[Work instructions] The entries must be restated exactly as written.

(Items from a dataset)
——————————
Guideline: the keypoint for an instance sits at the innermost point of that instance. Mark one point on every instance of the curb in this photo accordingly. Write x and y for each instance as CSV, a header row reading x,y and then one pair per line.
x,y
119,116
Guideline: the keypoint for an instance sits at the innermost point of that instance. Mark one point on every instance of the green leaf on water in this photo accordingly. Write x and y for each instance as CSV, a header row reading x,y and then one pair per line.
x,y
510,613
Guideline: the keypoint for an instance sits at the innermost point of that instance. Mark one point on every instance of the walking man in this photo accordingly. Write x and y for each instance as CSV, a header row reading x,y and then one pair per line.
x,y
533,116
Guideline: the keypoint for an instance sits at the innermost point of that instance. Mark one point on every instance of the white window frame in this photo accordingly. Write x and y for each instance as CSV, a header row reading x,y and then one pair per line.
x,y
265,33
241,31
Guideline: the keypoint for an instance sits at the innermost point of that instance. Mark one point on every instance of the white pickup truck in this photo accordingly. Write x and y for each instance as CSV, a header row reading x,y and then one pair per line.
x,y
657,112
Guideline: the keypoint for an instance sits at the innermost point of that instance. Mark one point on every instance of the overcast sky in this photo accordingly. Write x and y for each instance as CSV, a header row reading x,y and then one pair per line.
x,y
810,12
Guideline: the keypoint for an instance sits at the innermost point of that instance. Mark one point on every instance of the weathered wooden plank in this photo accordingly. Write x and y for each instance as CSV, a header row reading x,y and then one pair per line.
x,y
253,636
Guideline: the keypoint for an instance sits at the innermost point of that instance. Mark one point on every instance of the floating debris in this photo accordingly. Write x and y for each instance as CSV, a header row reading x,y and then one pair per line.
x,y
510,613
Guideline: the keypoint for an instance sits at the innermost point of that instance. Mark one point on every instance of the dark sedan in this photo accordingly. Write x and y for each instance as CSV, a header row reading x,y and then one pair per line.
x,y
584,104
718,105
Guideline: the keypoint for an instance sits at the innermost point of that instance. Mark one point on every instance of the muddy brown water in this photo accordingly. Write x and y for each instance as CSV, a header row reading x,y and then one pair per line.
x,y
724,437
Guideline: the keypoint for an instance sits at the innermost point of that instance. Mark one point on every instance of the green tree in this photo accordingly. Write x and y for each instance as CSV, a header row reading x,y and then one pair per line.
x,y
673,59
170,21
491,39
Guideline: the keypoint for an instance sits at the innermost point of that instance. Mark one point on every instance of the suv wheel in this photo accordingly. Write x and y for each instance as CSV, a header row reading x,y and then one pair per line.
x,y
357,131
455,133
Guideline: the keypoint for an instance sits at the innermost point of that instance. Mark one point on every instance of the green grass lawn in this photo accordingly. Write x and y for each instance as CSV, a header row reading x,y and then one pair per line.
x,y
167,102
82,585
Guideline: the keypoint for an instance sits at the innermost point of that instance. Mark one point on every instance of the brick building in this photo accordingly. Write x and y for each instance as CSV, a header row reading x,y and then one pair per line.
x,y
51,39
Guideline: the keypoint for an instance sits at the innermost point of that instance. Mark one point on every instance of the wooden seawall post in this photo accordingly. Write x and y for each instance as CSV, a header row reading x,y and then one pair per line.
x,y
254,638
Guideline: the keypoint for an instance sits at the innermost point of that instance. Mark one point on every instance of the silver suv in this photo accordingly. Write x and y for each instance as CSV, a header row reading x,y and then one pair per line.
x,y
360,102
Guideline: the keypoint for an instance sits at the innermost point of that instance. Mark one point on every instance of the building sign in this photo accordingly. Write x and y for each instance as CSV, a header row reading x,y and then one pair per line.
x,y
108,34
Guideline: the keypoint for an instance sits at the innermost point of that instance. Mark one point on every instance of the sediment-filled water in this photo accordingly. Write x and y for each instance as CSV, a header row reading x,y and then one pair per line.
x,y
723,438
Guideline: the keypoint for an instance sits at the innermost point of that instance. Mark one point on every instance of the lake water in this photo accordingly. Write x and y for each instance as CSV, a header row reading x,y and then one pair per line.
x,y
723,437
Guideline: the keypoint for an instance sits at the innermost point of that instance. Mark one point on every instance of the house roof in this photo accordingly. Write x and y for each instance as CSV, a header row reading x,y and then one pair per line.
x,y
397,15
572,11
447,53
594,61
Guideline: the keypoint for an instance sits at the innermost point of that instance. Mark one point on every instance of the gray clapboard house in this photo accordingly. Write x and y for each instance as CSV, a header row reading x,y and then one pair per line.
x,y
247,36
——————————
[Solution for this task]
Guideline: the keypoint for an instance sits at the innermost point of that instance. Mark one point on every instance of the curb in this photo accordingly. Write x and y for each instance as CSV, a header row reading x,y and then one pair per line.
x,y
119,116
Guideline: the keypoint for an instance sits at the innermost point of that instance. Mark one point on every instance of the green leaf on water in this photo accordingly. Write x and y for each instance as CSV, a header row reading x,y and then one pair per line.
x,y
510,613
Guideline: the keypoint for an instance sits at the innermost point of that instance. Mark one point on every instance of the walking man in this photo accordingly. Write x and y for each instance as CSV, a header row reading x,y and then one pair per line.
x,y
533,116
Guideline: the keypoint for an instance sits at the innermost point of that instance. Mark one point on every instance of the white window frame in this photo accordingly. Write x and y for each instance as CSV, a header row reading x,y and then one pair per line.
x,y
265,33
241,31
Guideline: the keypoint for an instance sits at the innermost point of that instance. Mark one point on every instance of the white pickup truck in this photo accordingly. Write x and y for each instance as CSV, a header row reading x,y and then one pair per line.
x,y
657,112
Guideline: the keypoint for an instance sits at the innermost point of that instance. Mark one point on every instance of the overcast sky in this photo accordingly. Write x and y for each instance as CSV, a header row reading x,y and then one pair per line.
x,y
810,12
Guideline: the keypoint for an instance sits at the innermost point of that instance. Mark one point on every instance of the weathered wooden plank in this photo accordingly. Write x and y for each instance as CSV, a header row reading x,y and then one pair per line.
x,y
253,636
Guideline: the keypoint for an instance sits at the innermost point of that instance. Mark one point on every instance of the floating debris in this photo accordingly. Write x and y for each instance as CSV, a header row reading x,y and then one pair per line.
x,y
510,613
Guideline: the keypoint for an instance sits at the innermost point of that instance. Mark one point on every instance of the dark sedan in this photo accordingly. Write x and y for each instance as CSV, a header row reading x,y and then one pair per line.
x,y
584,104
718,105
Guideline: the keypoint for an instance sits at the innermost point of that instance. Mark one point on every instance of the muddy brown water in this photo accordingly. Write x and y for each instance as CSV, a header row reading x,y and then one pair per line.
x,y
724,437
Guideline: the keypoint for an instance sits at the innermost point of that instance. Mark one point on every instance of the green tree in this photo accordingly. Write x and y for each instance as CSV, a header row reading x,y and then one pair per line.
x,y
673,59
170,21
491,39
Guideline: the keypoint for an instance sits at the innermost point of that instance. Mark one point on every instance of the suv wheel in this photo accordingly. Write x and y for each instance as CSV, a header row reading x,y and then one pair per line.
x,y
357,131
455,133
Guideline: the keypoint for an instance sits at the innermost point of that instance. Mark one point on every instance of the green grass lawn in this photo accordingly. Write x and y for each instance as CSV, a header row reading x,y and then one pair per line.
x,y
167,102
82,585
Guideline: the keypoint for an instance sits at the innermost point of that instance. Mark one point on every instance of the brick building in this photo accordingly. Write x and y for each instance as CSV, a header row reading x,y and then one pair per line.
x,y
51,39
Guideline: the keypoint for an instance sits at the innermost point of that instance. Mark one point on every instance of the wooden seawall post in this photo accordingly. Write x and y for each instance as CSV, a header row reading x,y and then one pair per line.
x,y
254,638
Guideline: the keypoint for an instance sits at the innermost point of that instance. Mark one point on every instance of the silver suv in this photo accordingly. Write x and y for each instance as CSV, a header row reading x,y and then one pair per line.
x,y
360,102
Guideline: the keypoint for an instance sits at the innermost point of that instance. Mark one point on every instance of the building sign in this photo accordingly. Write x and y for each instance as CSV, a header row reading x,y and then one pair per line.
x,y
108,34
Guideline: the keypoint for an instance sits at the innermost point of that instance. Mark one point on every instance of the sediment-filled water in this photo accordingly. Write x and y for each instance as CSV, a header row reading x,y and then one pair per line.
x,y
723,438
Guideline: the keypoint for an instance sits at the innermost point of that instance. Mark one point on every instance of the lake water in this photo accordingly. Write x and y for each instance as CSV, a header row reading x,y and then one pair per line.
x,y
723,437
Guideline: the keypoint for an instance sits at the innermost point of that instance. Mark one point on every instance of the house roof in this photo accordingly. Write x and y for each instance as CSV, a header row reading x,y and then one pair per line.
x,y
397,15
572,11
447,53
594,61
Guideline: the keypoint for an instance sits at the innermost point of that instance. Mark one point on every instance of the gray clapboard house in this photo accordingly. Write x and y for each instance as CSV, a header row reading x,y and then one pair per line.
x,y
247,36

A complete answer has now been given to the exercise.